> [Source excerpt]:

+++

[ExI] Google’s Willow Quantum Chip: Proof of the Multiverse?

Adrian Tymes atymes at gmail.com
Sat Oct 11 18:44:00 UTC 2025


On Sat, Oct 11, 2025 at 2:26 PM Jason Resch via extropy-chat
<extropy-chat at lists.extropy.org> wrote:
> On Sat, Oct 11, 2025, 1:32 PM Adrian Tymes via extropy-chat <extropy-chat at lists.extropy.org> wrote:
>> On Fri, Oct 10, 2025 at 3:46 PM Jason Resch via extropy-chat
>> <extropy-chat at lists.extropy.org> wrote:
>> > It is proof of a multiverse for the following reason: unless one is willing to go so far as to admit there are effects without causes (which is magical thinking in my view) then the only way to explain how the correct answer ends up in the registers of a computer following a quantum computation is to admit the reality of the wave function, and all the intermediate steps of the computation.
>>
>> False dichotomy.  There are other ways to explain it.
>>
>> When you drop a ball into a funnel, the exit of which is pointed down,
>> does the ball "actually" fall in all the ways other than through the
>> funnel's exit?  No, it does not - unless the ball's atoms all
>> quantum-teleport through the funnel's wall, an event so unlikely that
>> it has yet to happen once in the universe - and no multiverse is
>> needed to explain this.  Likewise in a quantum computer, the answer
>> that comes out was so very likely (though this might only be formally
>> provable in hindsight, with much more computation time than the
>> quantum computer needed) that it's the only one that comes out.

+++

> [Problems to solve]:
A. In the mailing-list exchange about Google's Willow quantum chip, what does Adrian Tymes call the reasoning that the correct answer in a quantum computer's registers proves a multiverse?
B. Write the next part of the mailing-list exchange about Google's Willow quantum chip, picking up right after its last sentence.

+++

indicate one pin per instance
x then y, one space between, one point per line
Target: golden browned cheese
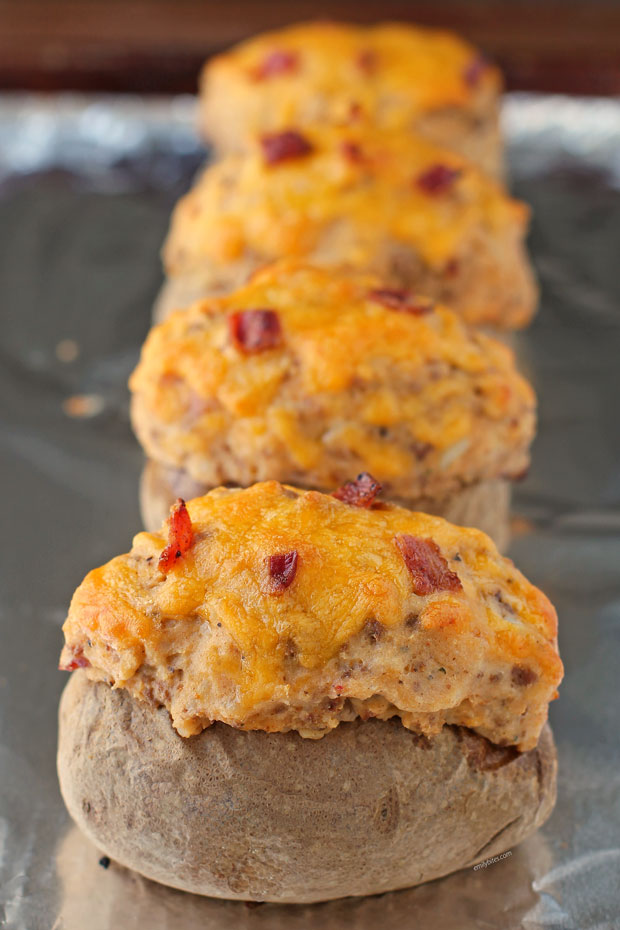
356 629
391 203
393 75
408 393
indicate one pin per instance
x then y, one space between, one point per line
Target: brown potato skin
485 505
369 808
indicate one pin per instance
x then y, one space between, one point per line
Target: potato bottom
485 505
369 808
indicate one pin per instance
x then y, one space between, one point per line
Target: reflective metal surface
85 192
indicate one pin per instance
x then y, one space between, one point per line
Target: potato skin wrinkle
273 817
348 637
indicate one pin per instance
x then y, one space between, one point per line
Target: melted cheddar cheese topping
346 633
417 398
355 196
330 72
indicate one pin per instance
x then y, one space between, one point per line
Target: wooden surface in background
157 46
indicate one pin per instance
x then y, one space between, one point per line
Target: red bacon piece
438 179
180 536
284 146
359 493
277 62
428 568
79 660
401 301
255 330
282 570
352 152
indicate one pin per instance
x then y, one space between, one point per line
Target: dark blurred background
157 46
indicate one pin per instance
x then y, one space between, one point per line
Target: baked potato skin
485 505
391 75
272 817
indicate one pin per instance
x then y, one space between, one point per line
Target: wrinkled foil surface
86 187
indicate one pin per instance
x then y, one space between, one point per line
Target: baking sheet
86 186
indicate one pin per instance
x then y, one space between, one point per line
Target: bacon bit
367 61
522 676
282 570
180 536
452 268
355 110
79 660
283 146
429 570
437 180
352 152
359 493
421 449
401 301
279 61
255 330
474 70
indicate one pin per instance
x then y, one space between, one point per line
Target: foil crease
86 187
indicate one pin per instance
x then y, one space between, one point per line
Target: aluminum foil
86 186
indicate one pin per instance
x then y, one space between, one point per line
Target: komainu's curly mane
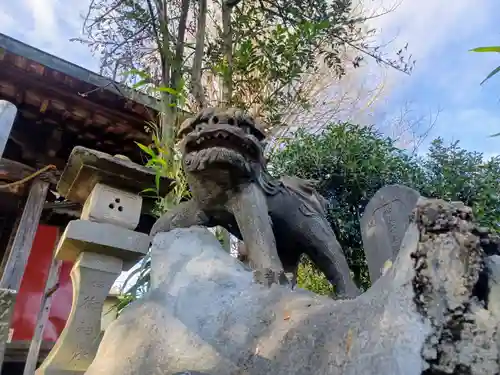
312 202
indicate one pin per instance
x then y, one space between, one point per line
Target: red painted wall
32 287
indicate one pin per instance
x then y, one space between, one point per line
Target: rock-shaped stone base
205 315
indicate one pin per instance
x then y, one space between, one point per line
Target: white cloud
48 25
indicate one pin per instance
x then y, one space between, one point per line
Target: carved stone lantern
101 244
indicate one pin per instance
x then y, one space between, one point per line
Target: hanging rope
30 177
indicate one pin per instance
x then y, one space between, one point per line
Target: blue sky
439 34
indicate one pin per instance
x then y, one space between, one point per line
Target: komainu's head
218 139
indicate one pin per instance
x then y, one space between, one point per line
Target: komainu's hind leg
325 251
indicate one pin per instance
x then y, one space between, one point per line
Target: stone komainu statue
278 219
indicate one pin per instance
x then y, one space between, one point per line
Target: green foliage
352 162
488 49
309 277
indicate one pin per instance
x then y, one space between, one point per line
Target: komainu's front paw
268 277
163 224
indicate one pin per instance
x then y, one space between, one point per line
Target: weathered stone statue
277 219
428 313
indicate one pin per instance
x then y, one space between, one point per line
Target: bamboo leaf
141 83
486 49
166 89
146 149
148 190
495 71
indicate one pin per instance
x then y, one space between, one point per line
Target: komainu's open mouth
223 139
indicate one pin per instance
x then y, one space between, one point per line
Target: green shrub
352 162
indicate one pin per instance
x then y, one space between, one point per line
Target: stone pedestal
7 299
102 245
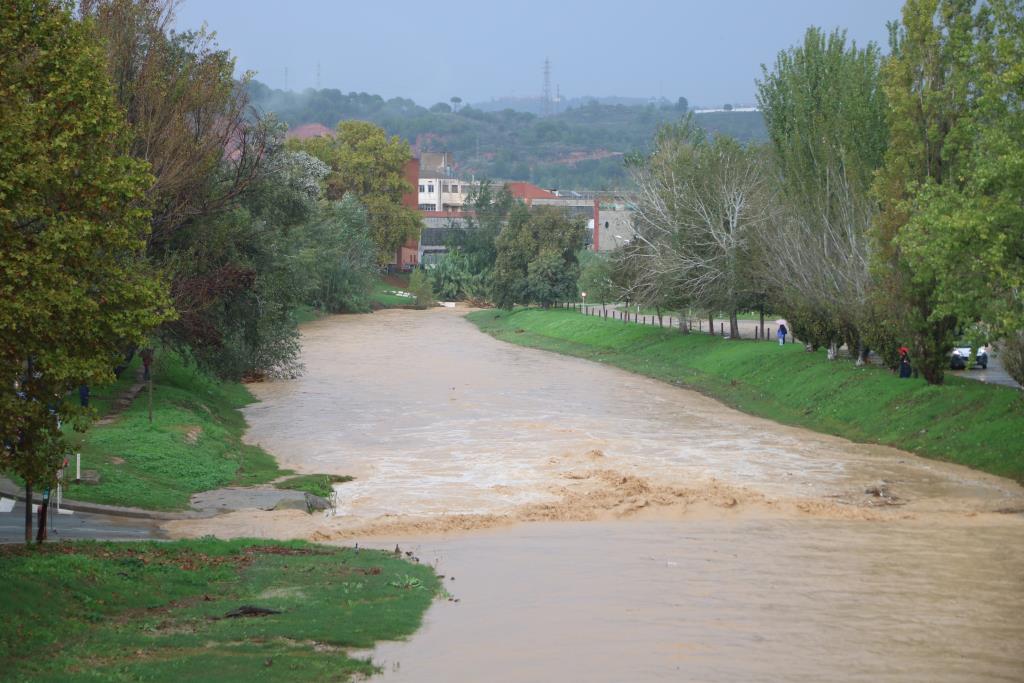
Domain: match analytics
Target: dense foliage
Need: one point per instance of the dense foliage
(367, 163)
(537, 257)
(75, 291)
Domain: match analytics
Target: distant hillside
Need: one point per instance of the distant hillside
(579, 148)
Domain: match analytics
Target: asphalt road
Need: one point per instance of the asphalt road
(78, 525)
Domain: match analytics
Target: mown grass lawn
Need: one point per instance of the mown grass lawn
(964, 421)
(129, 611)
(193, 444)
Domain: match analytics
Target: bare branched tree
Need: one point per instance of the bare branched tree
(700, 206)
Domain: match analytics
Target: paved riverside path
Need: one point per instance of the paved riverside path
(78, 525)
(750, 329)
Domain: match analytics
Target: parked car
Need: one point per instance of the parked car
(962, 355)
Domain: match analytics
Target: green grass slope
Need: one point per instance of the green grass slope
(964, 421)
(156, 611)
(194, 443)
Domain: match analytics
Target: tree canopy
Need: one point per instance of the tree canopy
(367, 163)
(75, 291)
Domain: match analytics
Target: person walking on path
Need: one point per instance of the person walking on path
(904, 364)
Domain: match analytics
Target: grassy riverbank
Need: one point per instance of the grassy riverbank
(966, 422)
(111, 611)
(193, 444)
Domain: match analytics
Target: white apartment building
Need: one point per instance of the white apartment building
(440, 188)
(442, 194)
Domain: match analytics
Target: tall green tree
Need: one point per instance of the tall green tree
(930, 83)
(537, 257)
(965, 228)
(367, 163)
(824, 111)
(75, 290)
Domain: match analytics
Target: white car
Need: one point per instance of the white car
(962, 355)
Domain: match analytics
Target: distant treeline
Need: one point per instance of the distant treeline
(581, 147)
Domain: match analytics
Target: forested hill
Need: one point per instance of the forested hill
(581, 147)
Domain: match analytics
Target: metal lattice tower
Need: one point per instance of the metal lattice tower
(547, 87)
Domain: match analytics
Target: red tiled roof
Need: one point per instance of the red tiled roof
(527, 190)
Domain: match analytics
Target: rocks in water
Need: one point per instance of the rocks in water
(291, 504)
(314, 503)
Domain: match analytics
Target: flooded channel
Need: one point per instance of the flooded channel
(684, 541)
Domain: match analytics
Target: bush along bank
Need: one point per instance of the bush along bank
(205, 609)
(194, 442)
(963, 421)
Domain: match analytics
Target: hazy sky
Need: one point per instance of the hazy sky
(707, 50)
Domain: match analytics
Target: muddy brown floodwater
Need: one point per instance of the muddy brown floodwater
(675, 539)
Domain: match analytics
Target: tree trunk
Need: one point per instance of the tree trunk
(862, 351)
(28, 512)
(43, 509)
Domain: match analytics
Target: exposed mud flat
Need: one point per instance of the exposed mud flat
(682, 540)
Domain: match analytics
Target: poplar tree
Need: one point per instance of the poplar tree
(74, 291)
(966, 228)
(929, 82)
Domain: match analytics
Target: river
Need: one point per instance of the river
(604, 526)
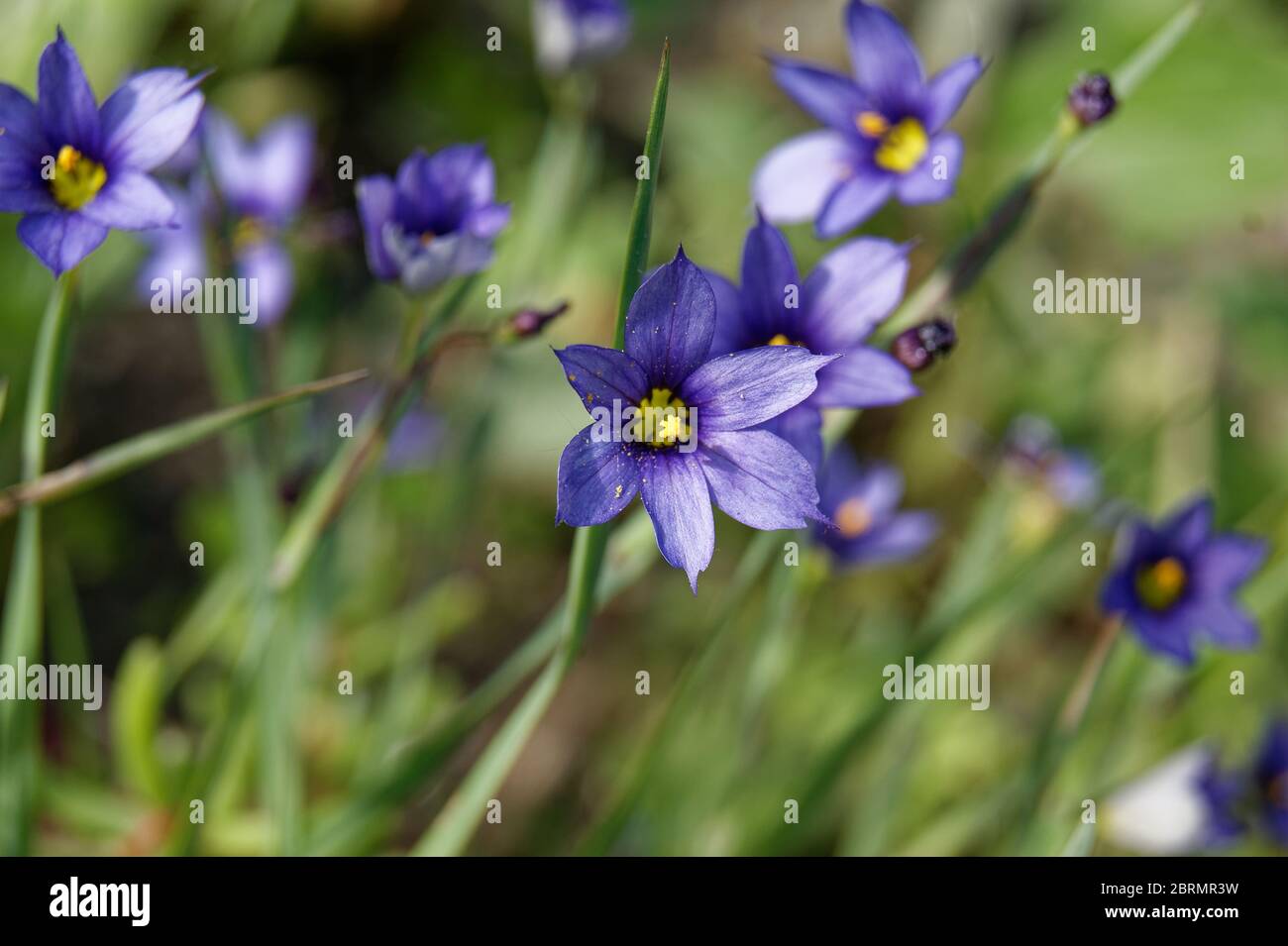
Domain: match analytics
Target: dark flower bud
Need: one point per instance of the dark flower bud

+++

> [Solved tasks]:
A. A false dichotomy.

B.
>
> Saying "it's probable" doesn't escape the implication of intermediate states.

And technically there are intermediate states, just not the ones
you're thinking of.  By analogy to the funnel:
* The times when the ball is falling through the funnel do exist.
Likewise, intermediate moments where the quantum computer is forming
an answer do exist.  (If they did not, the quantum computer would
provide literally instantaneous answers, which it does not.  It is at
least limited to the speed of light.)
* This does not mean that the states where the ball falls through the
funnel's walls, or the quantum computer fully contemplates the answers
that will have been incorrect, existed.
* These intermediate states were not the same as they would have been
in a classical computer.  Nothing in this implies that a classical
computer's intermediate states existed.  By analogy, the funnel - a
static object that does not react to the world - does not consciously
examine where the ball should go and choose that it will go out the
exit.  Objections about the existence of a classical computer's
intermediate states are irrelevant.

Quite often when considering truly new technological bases, people try
to understand it by making a detailed, step-by-step parallel to
technology they understand, and then get frustrated or conclude the
technology is not what it says it is when this analogy leads to
seemingly impossible intermediate steps.  Consider a contemporary of
the Wright brothers considering their flying machine as a hot air
balloon, or a certain infamous early detraction that using rockets to
get to orbit was impossible because they have nothing to push against.

(Granted, there are a lot of scams out there that rely on "trust me,
don't apply classical analysis".  When classical analysis predicts a
failure, the new theory predicts a success, and independent
experiments generally get successes, that's evidence it might not be a
scam.)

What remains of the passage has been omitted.